■ **Information provided**:
******************************

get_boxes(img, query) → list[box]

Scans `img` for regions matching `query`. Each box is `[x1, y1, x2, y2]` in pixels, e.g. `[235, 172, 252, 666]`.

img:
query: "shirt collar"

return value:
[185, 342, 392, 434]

******************************

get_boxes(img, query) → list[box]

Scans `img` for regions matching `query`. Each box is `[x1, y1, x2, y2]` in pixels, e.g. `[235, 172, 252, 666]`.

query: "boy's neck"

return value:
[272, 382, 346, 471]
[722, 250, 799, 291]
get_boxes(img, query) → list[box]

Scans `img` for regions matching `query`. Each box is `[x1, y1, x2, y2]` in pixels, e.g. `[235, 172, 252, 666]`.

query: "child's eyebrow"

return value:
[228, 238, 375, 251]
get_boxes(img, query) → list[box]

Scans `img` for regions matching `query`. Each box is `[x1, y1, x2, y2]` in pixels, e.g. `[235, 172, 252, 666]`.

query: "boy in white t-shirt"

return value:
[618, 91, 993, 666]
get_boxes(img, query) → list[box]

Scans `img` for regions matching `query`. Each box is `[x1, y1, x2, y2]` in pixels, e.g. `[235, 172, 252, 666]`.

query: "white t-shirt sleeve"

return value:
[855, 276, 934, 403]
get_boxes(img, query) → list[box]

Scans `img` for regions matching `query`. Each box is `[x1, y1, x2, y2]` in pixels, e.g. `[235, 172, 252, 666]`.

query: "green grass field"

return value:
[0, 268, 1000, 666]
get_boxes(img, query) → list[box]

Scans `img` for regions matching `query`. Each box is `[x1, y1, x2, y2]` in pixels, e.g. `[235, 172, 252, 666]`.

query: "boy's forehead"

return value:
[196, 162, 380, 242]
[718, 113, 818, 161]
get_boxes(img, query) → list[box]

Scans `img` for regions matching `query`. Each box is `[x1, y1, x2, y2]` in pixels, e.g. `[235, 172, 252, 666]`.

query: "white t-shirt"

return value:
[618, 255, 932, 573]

******************************

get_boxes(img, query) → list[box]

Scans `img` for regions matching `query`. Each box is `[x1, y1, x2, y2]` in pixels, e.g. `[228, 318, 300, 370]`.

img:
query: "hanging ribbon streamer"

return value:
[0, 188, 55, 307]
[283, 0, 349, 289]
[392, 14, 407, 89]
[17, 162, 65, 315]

******************************

How many lines of the records above contain the string "white"? Reply with the number alone.

■ **Finished exercise**:
3